##### Entries provided #####

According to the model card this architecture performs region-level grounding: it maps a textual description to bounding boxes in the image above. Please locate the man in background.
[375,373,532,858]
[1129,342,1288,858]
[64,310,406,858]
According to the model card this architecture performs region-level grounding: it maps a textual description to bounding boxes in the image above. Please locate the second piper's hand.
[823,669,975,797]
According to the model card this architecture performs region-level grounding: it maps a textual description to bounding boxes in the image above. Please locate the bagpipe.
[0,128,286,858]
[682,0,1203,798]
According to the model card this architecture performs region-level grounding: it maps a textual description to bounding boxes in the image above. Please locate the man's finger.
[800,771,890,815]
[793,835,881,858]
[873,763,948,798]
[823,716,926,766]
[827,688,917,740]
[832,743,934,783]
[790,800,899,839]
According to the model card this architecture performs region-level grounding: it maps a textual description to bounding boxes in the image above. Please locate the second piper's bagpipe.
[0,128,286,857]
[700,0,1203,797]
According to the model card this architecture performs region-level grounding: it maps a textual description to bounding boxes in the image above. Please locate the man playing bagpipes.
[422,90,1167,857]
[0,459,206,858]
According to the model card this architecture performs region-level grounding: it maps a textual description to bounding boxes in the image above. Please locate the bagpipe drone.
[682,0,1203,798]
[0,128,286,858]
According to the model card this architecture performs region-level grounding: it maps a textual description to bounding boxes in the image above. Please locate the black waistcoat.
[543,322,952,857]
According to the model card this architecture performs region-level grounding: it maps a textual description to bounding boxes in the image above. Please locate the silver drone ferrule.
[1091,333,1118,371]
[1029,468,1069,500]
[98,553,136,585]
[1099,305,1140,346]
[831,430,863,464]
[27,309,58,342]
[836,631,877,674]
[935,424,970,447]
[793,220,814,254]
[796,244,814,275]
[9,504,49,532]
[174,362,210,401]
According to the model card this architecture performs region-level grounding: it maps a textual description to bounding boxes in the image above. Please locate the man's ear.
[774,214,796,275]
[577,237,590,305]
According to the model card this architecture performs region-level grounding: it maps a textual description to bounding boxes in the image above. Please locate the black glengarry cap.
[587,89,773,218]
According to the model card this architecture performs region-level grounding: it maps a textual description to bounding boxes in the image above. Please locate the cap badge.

#####

Write out the whole listing above word for word, from the first line to the last.

According to the model card this architecture performs region-level grounding: it maps a textual description to bounding boxes in the image above. Please locate the man in background.
[375,373,532,858]
[1129,342,1288,858]
[64,310,406,858]
According to the model card this architecture performs region-level grounding: it maps a textual description to bounding boxes in the image above. Please locate the second piper's hand.
[823,669,975,797]
According to the model card this architecture performs region-level grounding: it maps a textual description to bounding boxes in the image above. Please locate the bagpipe.
[0,128,286,858]
[682,0,1203,798]
According to the model card this architecture performs region-level grounding: it maps a textual description to bounding boxes in the image above. Please locate the man's finger.
[800,771,890,815]
[793,835,881,858]
[873,763,948,798]
[823,716,926,766]
[827,688,917,740]
[832,743,934,783]
[790,800,899,839]
According to the model card this architecture performs region-level grounding: it maps a textual description to bounding boxes in the image above. Please locate the second piper's bagpipe.
[0,128,286,857]
[700,0,1203,797]
According to the model card this architecture performs region-level grounding: it maps a textual description to bounding boxes in the image above. Please locate the man playing bagpipes.
[422,90,1167,857]
[0,459,206,858]
According to the model card this architecture performs region-level grounding: it maps a textual description to bounding boxes in the image above. Please locate the bagpipe drone.
[682,0,1203,798]
[0,128,286,858]
According to the model card this architecture performs region-level grounding: it maps a textual description to bounding boxes in the image above. Please locate the black waistcoat.
[543,322,952,857]
According to the model card this architecture performs region-level grounding: it maps a textual description to bounding boxes in the image above. Please locate the silver drone ferrule.
[1091,333,1118,371]
[1029,468,1069,500]
[98,553,136,585]
[1099,305,1140,346]
[831,430,863,464]
[27,309,58,342]
[836,631,877,674]
[935,424,970,447]
[793,220,814,254]
[796,244,814,275]
[9,504,49,532]
[174,362,210,401]
According to the model card this architecture performs region-level grounding: it maps a textual description to bounding boxes in the image above. Please locate the man's ear.
[774,214,796,275]
[577,237,590,305]
According to the model card this architecture performs region-level grounding: it maps a textual description to bounding boxes in the image above. Please locate the black glengarry cap.
[587,89,773,218]
According to the model card this architecture performs region-level grounding: it maps a textual description to bounding boxes in the image above. Please locate the cap badge.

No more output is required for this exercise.